Task instructions> Your response should consist of the entries below, reproduced exactly and without their images.

Extracted data>
=== Begin Enclosure ===
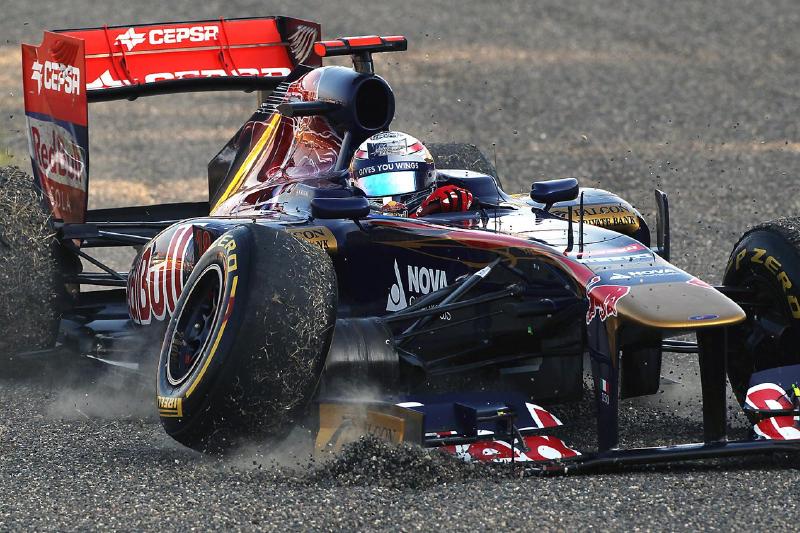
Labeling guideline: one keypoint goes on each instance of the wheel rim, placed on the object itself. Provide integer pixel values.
(196, 322)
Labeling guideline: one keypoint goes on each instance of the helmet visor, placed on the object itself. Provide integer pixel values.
(391, 183)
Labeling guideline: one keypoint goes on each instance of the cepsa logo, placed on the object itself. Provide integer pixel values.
(106, 80)
(160, 36)
(56, 77)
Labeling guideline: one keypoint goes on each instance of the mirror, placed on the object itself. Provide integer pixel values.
(554, 191)
(333, 208)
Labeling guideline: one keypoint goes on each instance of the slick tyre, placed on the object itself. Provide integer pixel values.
(245, 348)
(462, 156)
(30, 279)
(766, 260)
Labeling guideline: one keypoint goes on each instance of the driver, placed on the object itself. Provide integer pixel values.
(396, 172)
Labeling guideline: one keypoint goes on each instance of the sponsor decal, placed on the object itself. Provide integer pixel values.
(106, 80)
(57, 77)
(57, 156)
(606, 216)
(420, 281)
(650, 275)
(169, 407)
(630, 248)
(699, 283)
(542, 417)
(603, 301)
(301, 42)
(604, 389)
(130, 39)
(388, 167)
(762, 257)
(157, 281)
(318, 236)
(542, 448)
(703, 317)
(769, 396)
(616, 258)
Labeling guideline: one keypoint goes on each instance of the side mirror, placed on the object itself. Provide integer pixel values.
(333, 208)
(554, 191)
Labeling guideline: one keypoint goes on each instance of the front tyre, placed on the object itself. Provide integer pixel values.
(766, 262)
(245, 348)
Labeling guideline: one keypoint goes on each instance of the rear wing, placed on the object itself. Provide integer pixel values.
(73, 67)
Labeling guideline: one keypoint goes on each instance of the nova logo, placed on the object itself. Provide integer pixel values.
(421, 280)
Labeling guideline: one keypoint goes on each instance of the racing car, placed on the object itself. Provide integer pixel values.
(286, 292)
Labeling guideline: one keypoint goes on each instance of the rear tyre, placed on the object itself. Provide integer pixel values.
(766, 260)
(245, 348)
(462, 156)
(30, 280)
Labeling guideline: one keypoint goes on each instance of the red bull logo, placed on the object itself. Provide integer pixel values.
(603, 300)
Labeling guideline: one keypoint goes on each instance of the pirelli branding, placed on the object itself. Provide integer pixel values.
(611, 216)
(316, 235)
(169, 407)
(763, 257)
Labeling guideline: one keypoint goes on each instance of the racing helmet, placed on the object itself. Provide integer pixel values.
(393, 166)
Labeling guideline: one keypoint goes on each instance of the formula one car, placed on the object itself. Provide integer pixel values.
(286, 291)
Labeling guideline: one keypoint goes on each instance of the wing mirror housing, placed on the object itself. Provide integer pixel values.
(353, 207)
(553, 191)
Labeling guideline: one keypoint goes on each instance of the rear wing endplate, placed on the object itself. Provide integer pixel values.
(73, 67)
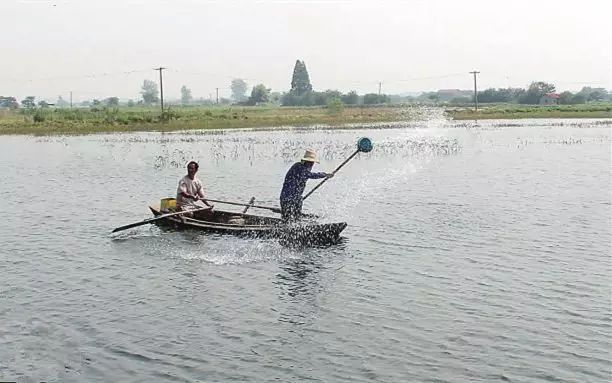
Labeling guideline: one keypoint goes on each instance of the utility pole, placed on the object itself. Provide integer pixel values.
(161, 87)
(475, 90)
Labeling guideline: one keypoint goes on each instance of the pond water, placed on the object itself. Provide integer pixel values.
(473, 252)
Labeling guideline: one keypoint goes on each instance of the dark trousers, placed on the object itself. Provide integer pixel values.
(291, 210)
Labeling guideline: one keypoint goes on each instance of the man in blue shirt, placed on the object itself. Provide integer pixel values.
(294, 185)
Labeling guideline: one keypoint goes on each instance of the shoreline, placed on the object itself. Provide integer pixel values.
(133, 120)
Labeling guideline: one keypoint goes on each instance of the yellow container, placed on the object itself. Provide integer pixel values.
(167, 204)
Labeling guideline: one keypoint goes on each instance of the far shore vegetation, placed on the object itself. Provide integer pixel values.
(300, 106)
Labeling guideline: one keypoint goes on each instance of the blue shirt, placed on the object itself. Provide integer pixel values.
(295, 181)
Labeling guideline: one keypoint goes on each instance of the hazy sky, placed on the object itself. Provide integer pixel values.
(99, 49)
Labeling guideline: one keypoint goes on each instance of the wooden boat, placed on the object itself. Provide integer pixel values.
(301, 233)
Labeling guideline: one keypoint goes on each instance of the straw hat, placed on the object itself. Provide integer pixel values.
(310, 156)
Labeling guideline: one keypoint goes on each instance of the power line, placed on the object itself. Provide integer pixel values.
(161, 87)
(475, 90)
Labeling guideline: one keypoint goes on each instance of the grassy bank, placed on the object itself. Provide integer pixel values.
(124, 119)
(131, 119)
(513, 111)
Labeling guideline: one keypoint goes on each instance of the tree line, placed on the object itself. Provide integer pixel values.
(302, 93)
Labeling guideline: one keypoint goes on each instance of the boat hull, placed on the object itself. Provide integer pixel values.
(303, 233)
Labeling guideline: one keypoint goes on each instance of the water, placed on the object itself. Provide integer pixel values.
(473, 253)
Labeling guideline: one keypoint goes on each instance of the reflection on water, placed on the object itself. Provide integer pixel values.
(475, 251)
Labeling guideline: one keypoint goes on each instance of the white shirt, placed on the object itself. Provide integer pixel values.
(188, 186)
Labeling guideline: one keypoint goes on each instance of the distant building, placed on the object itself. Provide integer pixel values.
(550, 99)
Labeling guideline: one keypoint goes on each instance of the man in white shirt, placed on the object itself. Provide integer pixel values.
(190, 190)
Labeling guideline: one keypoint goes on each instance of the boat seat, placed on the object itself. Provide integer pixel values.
(236, 221)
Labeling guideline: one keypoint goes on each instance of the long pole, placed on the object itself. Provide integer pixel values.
(161, 87)
(475, 90)
(334, 172)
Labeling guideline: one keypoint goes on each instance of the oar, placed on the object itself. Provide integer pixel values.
(251, 202)
(364, 145)
(274, 209)
(146, 221)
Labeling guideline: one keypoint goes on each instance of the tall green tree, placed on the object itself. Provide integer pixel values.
(239, 88)
(186, 96)
(9, 102)
(61, 103)
(149, 92)
(112, 101)
(300, 82)
(29, 102)
(259, 94)
(535, 92)
(351, 98)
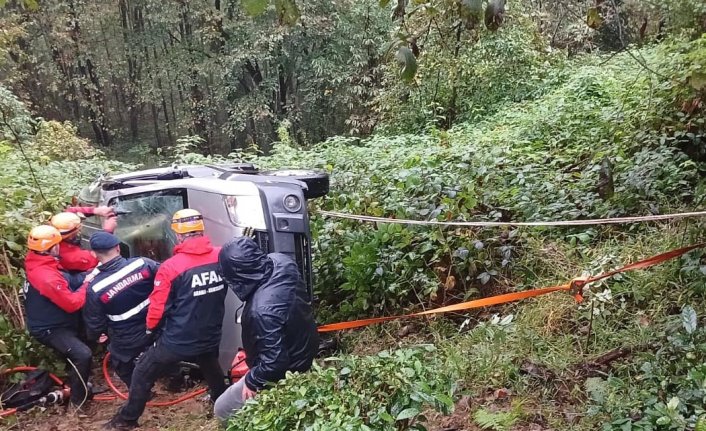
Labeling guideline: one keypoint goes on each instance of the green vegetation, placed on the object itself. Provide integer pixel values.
(564, 112)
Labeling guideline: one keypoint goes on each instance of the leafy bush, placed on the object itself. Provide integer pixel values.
(669, 387)
(538, 159)
(388, 391)
(42, 165)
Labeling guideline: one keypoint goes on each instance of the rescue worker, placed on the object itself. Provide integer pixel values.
(117, 296)
(52, 309)
(187, 304)
(71, 256)
(279, 329)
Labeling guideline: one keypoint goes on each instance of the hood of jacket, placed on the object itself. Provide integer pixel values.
(34, 260)
(244, 266)
(195, 245)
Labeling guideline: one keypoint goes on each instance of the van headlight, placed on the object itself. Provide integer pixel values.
(292, 203)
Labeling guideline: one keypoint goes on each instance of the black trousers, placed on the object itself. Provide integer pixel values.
(156, 361)
(67, 343)
(124, 370)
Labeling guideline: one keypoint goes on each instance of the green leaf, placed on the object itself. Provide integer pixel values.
(408, 63)
(287, 11)
(255, 7)
(472, 8)
(698, 80)
(688, 319)
(407, 414)
(597, 389)
(593, 18)
(673, 403)
(31, 5)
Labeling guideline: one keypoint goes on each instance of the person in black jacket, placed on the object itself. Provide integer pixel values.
(279, 329)
(117, 296)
=== End Enclosure ===
Answer for this exercise>
Labeling guideline: one keypoint goes on each instance of the wheel rim, placed on the object itself. Provide integer pixel values.
(196, 322)
Labeling guideline: one keypoint goes on each instance of the helmet visor, placed on the object itself. Provide integer pixel values.
(391, 183)
Labeling guideline: one keypoint goes on each instance of the cepsa logo, placed on the object itself. Provide integer pixel values.
(106, 80)
(160, 36)
(56, 77)
Labeling guideline: one keypoint goes on each instance of the mirror, placed on the object itself. Provide integer pixel values.
(554, 191)
(333, 208)
Labeling guideline: one keypoint goes on each instance of the slick tyre, placed on the object itself. Provide integer pixel values.
(245, 348)
(462, 156)
(30, 279)
(766, 260)
Labeling guideline: one keypoint goes on each instance of the driver, placed on the object itself. Provide integer pixel values.
(396, 172)
Labeling guideline: one keypoint goes on each instance of the sponsor decal, placed on the object itself. Provide integer pixel values.
(106, 80)
(57, 77)
(57, 156)
(606, 216)
(420, 281)
(650, 275)
(169, 407)
(630, 248)
(699, 283)
(542, 417)
(603, 301)
(301, 42)
(604, 389)
(130, 39)
(388, 167)
(762, 257)
(157, 281)
(318, 236)
(542, 448)
(703, 317)
(769, 396)
(616, 258)
Labeling guideline: one keypoint goes on each instance of the side mirror, placed on the object itself. Provide integer pixel values.
(333, 208)
(554, 191)
Labeling guideline: one keypoint goes on each instance of the front tyre, placed on the object itself. Provide integer pixel values.
(766, 262)
(245, 348)
Labeling guideline: one keypoint goes on each instance of the rear wing, placed on the object itself. Provide integer pixel values.
(73, 67)
Labeling guideline: one keypoint goes on each instance of the nova logo, placed on the object itself. Provide integer pixel values.
(421, 280)
Labeling guideline: one keypoint goes on each instance of the racing car, placed on the object itself. Provide integer pixel values.
(286, 292)
Labeling guideline: one keypoint goes on each instance of the rear tyre, placed on the object itself. Provide integer pixel values.
(766, 260)
(245, 348)
(462, 156)
(30, 280)
Labeling guideline: one keypoint goes on each instance of the red bull logo, placed on the object itself. Provide integer pixel values.
(603, 300)
Labeling guideline: one keypoint goes on each instance of the pirelli branding, placed on the object itself. Provide integer pixel values.
(611, 216)
(316, 235)
(169, 407)
(763, 257)
Labeling guideline: one keypoint goes on each instance of the racing helmet, placed on the object itself. Provide integer pixel values.
(393, 166)
Labeling guideline: one keypoint goes on each instance of the formula one car, placed on the object itself. Provide integer pixel values.
(286, 291)
Labeling guideline: one keypoint goes on each instance of the wing mirror housing, placed on the object itself. Provide integer pixel values.
(353, 207)
(553, 191)
Labeling guideline: one keypoint goes on each instance of the rear wing endplate, placed on the object itself. Provide integer pixel values.
(73, 67)
Labeling guideline: one keypoint goes on each instance of the utility pole, placed on the object itself. Provide integer pixel values.
(161, 87)
(475, 90)
Labeling guideline: one keypoint goes on each instance of the pond water, placed on the object itself. Provide integer pixel values.
(473, 252)
Labeling guideline: one keypoint goes on each instance of the dark trousers, placed on the object itself. Provide integer pixel values.
(291, 210)
Labeling guideline: one keypoint goes on each instance of the man in blue shirt, placed on the object itself. Provide integer pixel values.
(294, 185)
Labeling guideline: one keypoint goes on each instance of the shoreline, placed on the object itself. Provide integer pixel values.
(133, 120)
Labeling guideline: one keypoint goes on each instance of the yellow container, placed on the object itself. Provide integer pixel values.
(167, 204)
Labeling guideline: one keypoint goes on each instance of the far shore vegetation, placed on the object itself. Provide integer pixel values.
(300, 106)
Labeling guideline: one keypoint goes on each instance of the blue shirt, placed on the object itself. Provide integer pixel values.
(295, 181)
Labeling guideline: one keypoint goes on each instance of the hazy sky, placed on the object itself. Provide integer pixel values.
(99, 49)
Labeling guideline: one keypoint goes on each instance of the wooden boat, placed on the object itself. Provide integer pixel values.
(301, 233)
Labeling guideline: one keypoint goes on each instance of the straw hat, placed on the object itself. Provide integer pixel values.
(310, 156)
Labeling guideline: one keypoint goes on each instance of the power line, placed on the object itself. Provide integer pixel values.
(161, 87)
(475, 90)
Labeling guideline: one keypoint goes on each instance of the grassy bank, placed on the object itself. Provide integer pixel values.
(124, 119)
(131, 119)
(513, 111)
Labeling guideline: one keypoint goes on each instance of the tree line, placed on the object itself. Provide integer pixel values.
(302, 93)
Labeling guideline: one keypoint goes on each instance of the boat hull, placed on the object itself. Provide integer pixel values.
(303, 233)
Labeling guideline: one keypoint goes on each instance of the water, placed on the object itself. Provide integer pixel values.
(473, 253)
Labeling guideline: one keypoint goes on each instance of the reflection on water, placed on the object itself. Provide integer pixel values.
(475, 251)
Labeling guideline: one keypoint goes on each instance of the white shirt, placed on the object itself. Provide integer pixel values.
(188, 186)
Labeling guideline: one keypoint goes on each instance of the distant building, placed on the object itself. Provide integer pixel values.
(550, 99)
Labeling guideline: one keypoint goes on each instance of the man in white shirt, placed on the object itself. Provide integer pixel values.
(190, 190)
Labeling guideline: one keypoint goes on each instance of the boat seat, placed on the object itself. Provide integer pixel values.
(236, 221)
Labeling guideline: one keypoint goes on each instance of the long pole, placed on the object itself. Provide integer pixel values.
(161, 87)
(475, 90)
(334, 172)
Labeling guideline: one keypoint goes on each instance of the oar, placed on the object itself. Provide integer pixel values.
(251, 202)
(364, 145)
(274, 209)
(146, 221)
Labeling guideline: one keypoint goes on each instance of the tall green tree, placed on the object itself. Provide integer pixel values.
(239, 88)
(186, 96)
(9, 102)
(61, 103)
(149, 92)
(112, 101)
(300, 82)
(29, 102)
(259, 94)
(535, 92)
(351, 98)
Labeling guideline: one keypoint goes on each instance of the green vegetation, placed on the object itself. Provide integer pixel values.
(564, 112)
Labeling guideline: one keypoint goes on each instance of the leafy bush, placed on the object itself. Provide integer pixel values.
(669, 387)
(538, 159)
(388, 391)
(42, 165)
Labeling guideline: one keypoint goes on each instance of the rescue worker, placed on the object itself. Provide integer pixel values.
(117, 296)
(52, 309)
(187, 304)
(71, 256)
(279, 329)
Labeling guideline: one keypoint goes on each instance of the hood of jacket, placed on the object itself. Provide integer pixel values.
(34, 260)
(244, 266)
(195, 245)
Labeling guideline: one keypoint goes on each instance of the van headlight, placed on the object itself. Provide integer pixel values.
(292, 203)
Labeling guideline: one keypoint goes on each instance of the black trousers, placed on the object itself. Provide integer pixel values.
(156, 361)
(67, 343)
(124, 370)
Labeling guideline: one keypoint goes on each instance of the green leaf, placed on the object itself. Provide integer pixel values.
(408, 63)
(287, 11)
(255, 7)
(472, 8)
(698, 80)
(688, 319)
(407, 414)
(597, 389)
(593, 18)
(673, 403)
(31, 5)
Labeling guideline: one keypoint goes on each instance of the person in black jacket, placed on the object itself. Provide integer pixel values.
(279, 329)
(117, 296)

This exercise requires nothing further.